Aim of the task: Copy the listing below with every "Drop a marker" replaced by "Place a pin" and nothing else changed. Leave out the pictures.
--- start of Input records ---
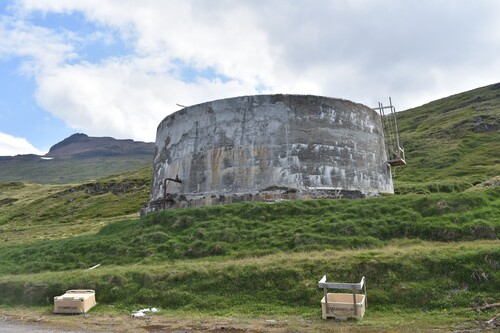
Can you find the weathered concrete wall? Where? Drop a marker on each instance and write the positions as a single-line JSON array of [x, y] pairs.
[[269, 146]]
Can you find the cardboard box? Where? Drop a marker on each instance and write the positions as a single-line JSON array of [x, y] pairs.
[[340, 306], [75, 301]]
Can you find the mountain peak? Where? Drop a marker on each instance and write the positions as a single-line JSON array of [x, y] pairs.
[[82, 146]]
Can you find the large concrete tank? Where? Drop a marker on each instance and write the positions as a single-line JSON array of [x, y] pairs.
[[268, 147]]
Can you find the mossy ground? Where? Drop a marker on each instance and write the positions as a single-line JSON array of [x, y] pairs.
[[431, 253]]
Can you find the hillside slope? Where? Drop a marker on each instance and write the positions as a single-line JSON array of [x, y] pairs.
[[431, 259], [77, 158], [453, 142]]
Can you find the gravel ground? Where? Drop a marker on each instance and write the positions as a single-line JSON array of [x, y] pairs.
[[14, 327]]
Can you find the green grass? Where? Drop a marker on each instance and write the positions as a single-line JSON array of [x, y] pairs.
[[256, 229], [452, 140], [431, 250], [69, 171]]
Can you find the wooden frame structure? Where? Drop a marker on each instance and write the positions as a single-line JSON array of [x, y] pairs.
[[353, 287]]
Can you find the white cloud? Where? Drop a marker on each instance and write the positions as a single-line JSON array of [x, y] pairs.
[[414, 51], [11, 145]]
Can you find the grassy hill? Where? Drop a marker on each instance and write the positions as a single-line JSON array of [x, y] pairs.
[[77, 158], [429, 253], [452, 143]]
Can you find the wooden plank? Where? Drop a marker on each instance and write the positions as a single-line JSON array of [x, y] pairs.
[[354, 301]]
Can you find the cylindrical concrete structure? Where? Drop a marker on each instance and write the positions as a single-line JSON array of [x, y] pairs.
[[268, 147]]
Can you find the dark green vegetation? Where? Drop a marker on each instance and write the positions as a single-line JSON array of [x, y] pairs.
[[69, 171], [432, 249], [78, 158], [257, 229], [452, 143]]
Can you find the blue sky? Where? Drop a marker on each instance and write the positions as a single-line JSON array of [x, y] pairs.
[[117, 67]]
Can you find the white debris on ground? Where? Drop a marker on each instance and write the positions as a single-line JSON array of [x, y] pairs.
[[142, 312]]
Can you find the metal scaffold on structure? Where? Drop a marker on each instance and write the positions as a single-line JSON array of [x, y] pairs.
[[395, 151]]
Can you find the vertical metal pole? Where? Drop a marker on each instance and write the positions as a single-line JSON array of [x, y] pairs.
[[393, 110], [325, 291], [354, 300], [366, 295]]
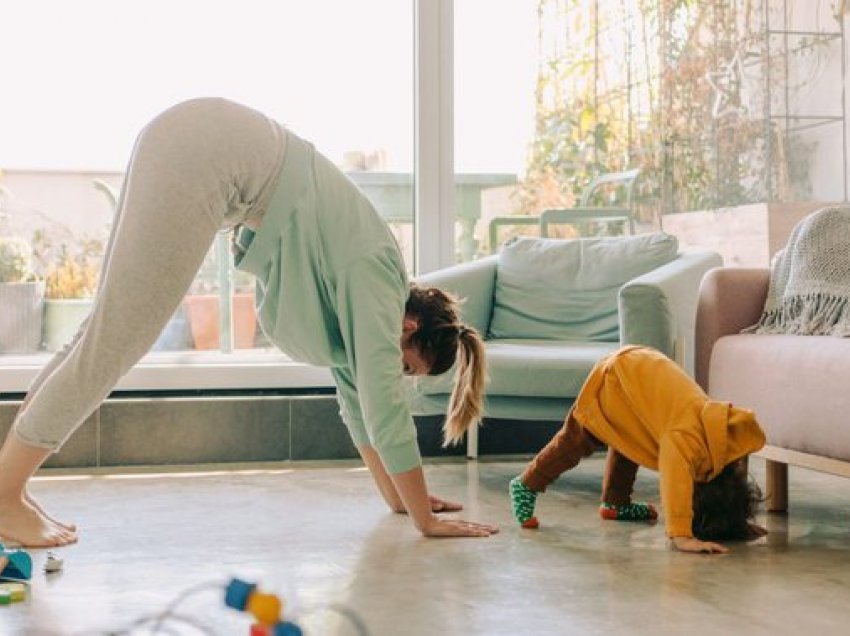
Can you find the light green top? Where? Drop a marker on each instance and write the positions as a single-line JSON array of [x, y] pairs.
[[332, 290]]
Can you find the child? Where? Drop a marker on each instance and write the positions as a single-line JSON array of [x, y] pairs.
[[334, 288], [650, 413]]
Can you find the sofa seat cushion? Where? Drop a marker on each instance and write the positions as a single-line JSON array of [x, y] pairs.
[[567, 289], [532, 368], [797, 385]]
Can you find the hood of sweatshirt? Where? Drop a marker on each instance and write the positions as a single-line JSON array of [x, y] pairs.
[[731, 433]]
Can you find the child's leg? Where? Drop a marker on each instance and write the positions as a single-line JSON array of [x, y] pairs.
[[564, 451], [617, 486]]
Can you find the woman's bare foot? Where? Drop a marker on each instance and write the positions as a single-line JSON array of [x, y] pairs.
--- end of Input records ---
Answer below:
Can you find the weathered concrete wall? Where? Place a pin on each instance and write the positions as a single-line JSON array of [x, y] pairs.
[[269, 146]]
Can you find the cardboard box? Where? Place a pin on each instance and write the positions as a single-line JSON array of [x, y] pairs.
[[340, 306], [75, 301]]
Can you find the mountain peak? Where? Place a pin on each instance and write the positions as a single-line JSON array of [x, y] pairs.
[[82, 146]]
Can you find the large concrete tank? Where? Place a pin on each instance and write the positions as a single-line JSON array of [x, y] pairs.
[[268, 147]]
Can you find the mossy ground? Where? Place a pin on each instance and write the positions as a single-line JSON array of [x, y] pairs.
[[431, 253]]
Can you find the hillside slope? Where? Place a pin on each instance and write the positions as a single-line JSON array of [x, y] pairs.
[[431, 259], [77, 158], [453, 142]]
Can you find the gravel ground? Where? Place a pin on each instance and write the positions as a single-line JSON array of [x, y] pairs.
[[14, 327]]
Can you find the green grass? Where? Place a pin on each instance and write the positions as a single-line JSON array of [x, y] pairs.
[[256, 229], [452, 140], [431, 250], [69, 171]]
Can you find the wooden frame structure? Where? Place a pin on each instance and write the positions as a single-line JSON array of [x, y] pairs.
[[353, 287]]
Can you find the white cloud? Where? Place a pin on each instance and write the positions as a single-line JSON array of [x, y] pairs.
[[414, 51], [11, 145]]
Can you find the grassy hill? Where? Place a pin on each instance and write the positions as a single-line JSON array of [x, y] pairs.
[[77, 158], [429, 253], [452, 143]]
Can you find the wooden plank? Where? Place a pin on each instance and write the positions as a single-line JSON array of [x, y] pairs.
[[354, 301]]
Can you find the cylindrical concrete structure? Where? Place a pin on each instance and write the positions as a single-line JSON array of [x, y] pairs.
[[268, 147]]
Can you find the dark green vegetation? Where? Place a pin on each instance and write the positions as a single-line JSON array of [x, y] pairs.
[[69, 171], [432, 249], [78, 158], [257, 229], [452, 143]]
Can you find the blue sky? Where? Place a pin on each instance and write the positions as a single-line JSON array of [x, y] pairs.
[[117, 67]]
Can you find the white debris on ground? Where? Place a pin on each instance and write the positions as a single-line JSON array of [x, y] pairs.
[[142, 312]]
Can you find the metal scaffold on structure? Where? Place a pin on each instance and write the positions as a single-line JSON array of [x, y] pairs.
[[395, 151]]
Can you find the vertical metal pole? Where? Place a pin on each instance and write the positions as a single-line JSON array of [x, y] pairs.
[[393, 110], [325, 291], [354, 300], [366, 295]]
Can you find the light green top? Where? Place a pin on each instance and write the positions as a single-line JSON array of [x, y] pairs.
[[332, 290]]
Can you find the child? Where? Place a pin on each instance and write the positions as a single-line JSON array of [x, y] pairs.
[[334, 288], [650, 413]]
Can you find the sofa seat cushion? Where? Place a pin on each instance and write the positions as a single-line JSON array of [x, y] pairs.
[[567, 289], [532, 368], [797, 385]]
Can you find the hood of sweatshirt? Where? Place a pin on each instance and write the positions as a single-line JSON array of [x, y] pairs.
[[731, 433]]
Can you find the child's leg? Where? Place a pin on each instance and write the positions as a single-line JSON array of [x, y] pairs.
[[564, 451], [617, 486]]
Can you find the woman's bare foot? Where? Place a pin on each instance and write the positions as a single-line JSON array of [x, y] pairs.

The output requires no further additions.